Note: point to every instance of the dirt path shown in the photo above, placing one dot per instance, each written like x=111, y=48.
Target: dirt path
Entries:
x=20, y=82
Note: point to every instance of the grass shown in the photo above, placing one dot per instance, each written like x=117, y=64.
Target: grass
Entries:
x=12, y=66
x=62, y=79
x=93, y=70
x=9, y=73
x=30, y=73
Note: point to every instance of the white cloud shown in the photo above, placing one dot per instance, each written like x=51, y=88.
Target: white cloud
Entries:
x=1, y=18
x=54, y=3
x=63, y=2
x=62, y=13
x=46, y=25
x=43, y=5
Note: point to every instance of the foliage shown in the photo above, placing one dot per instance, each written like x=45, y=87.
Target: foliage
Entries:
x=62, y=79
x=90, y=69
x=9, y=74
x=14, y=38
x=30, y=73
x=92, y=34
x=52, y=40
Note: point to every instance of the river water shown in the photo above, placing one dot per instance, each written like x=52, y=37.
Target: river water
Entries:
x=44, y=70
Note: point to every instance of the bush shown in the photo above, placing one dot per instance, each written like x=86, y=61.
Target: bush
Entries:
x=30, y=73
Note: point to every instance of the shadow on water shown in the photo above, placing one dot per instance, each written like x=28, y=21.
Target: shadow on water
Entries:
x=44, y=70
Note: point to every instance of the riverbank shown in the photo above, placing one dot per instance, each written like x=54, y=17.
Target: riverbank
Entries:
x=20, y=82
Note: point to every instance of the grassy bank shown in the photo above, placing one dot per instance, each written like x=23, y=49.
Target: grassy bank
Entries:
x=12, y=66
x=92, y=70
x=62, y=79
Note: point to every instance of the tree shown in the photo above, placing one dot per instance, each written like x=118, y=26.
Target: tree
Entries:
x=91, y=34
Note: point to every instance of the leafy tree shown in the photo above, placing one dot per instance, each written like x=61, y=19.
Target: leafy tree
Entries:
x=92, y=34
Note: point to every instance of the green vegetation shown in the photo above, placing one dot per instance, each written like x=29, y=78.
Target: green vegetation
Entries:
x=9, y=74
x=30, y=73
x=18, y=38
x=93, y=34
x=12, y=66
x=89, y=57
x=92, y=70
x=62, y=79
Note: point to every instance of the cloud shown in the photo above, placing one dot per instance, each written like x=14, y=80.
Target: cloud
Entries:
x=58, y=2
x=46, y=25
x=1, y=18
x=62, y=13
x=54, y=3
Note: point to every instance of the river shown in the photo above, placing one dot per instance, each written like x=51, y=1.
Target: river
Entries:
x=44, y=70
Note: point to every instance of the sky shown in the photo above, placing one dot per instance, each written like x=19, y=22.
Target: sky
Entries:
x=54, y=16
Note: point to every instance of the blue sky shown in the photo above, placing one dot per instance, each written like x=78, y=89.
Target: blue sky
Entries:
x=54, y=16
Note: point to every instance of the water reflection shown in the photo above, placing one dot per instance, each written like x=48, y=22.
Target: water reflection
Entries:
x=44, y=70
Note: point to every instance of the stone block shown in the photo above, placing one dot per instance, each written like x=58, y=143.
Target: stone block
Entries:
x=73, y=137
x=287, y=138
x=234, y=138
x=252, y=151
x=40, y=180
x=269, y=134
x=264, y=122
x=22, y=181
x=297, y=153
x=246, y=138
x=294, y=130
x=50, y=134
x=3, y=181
══════════
_TASK INSTRUCTIONS_:
Lines from the one with "Target: blue sky" through the final line of the listing above should be duplicated word for word, and nothing else included.

_FINAL ANSWER_:
Target: blue sky
Entries:
x=54, y=16
Note: point to every instance of the water reflection shown in the photo above, placing one dot per instance, each written like x=48, y=22.
Target: water reflection
Entries:
x=44, y=70
Note: point to every instance of the stone block shown in the photo above, placing one dot per instance, each written like x=58, y=143.
Target: stone block
Entries:
x=73, y=137
x=287, y=138
x=234, y=138
x=252, y=151
x=40, y=180
x=269, y=134
x=264, y=122
x=22, y=181
x=297, y=153
x=246, y=138
x=294, y=130
x=50, y=134
x=3, y=181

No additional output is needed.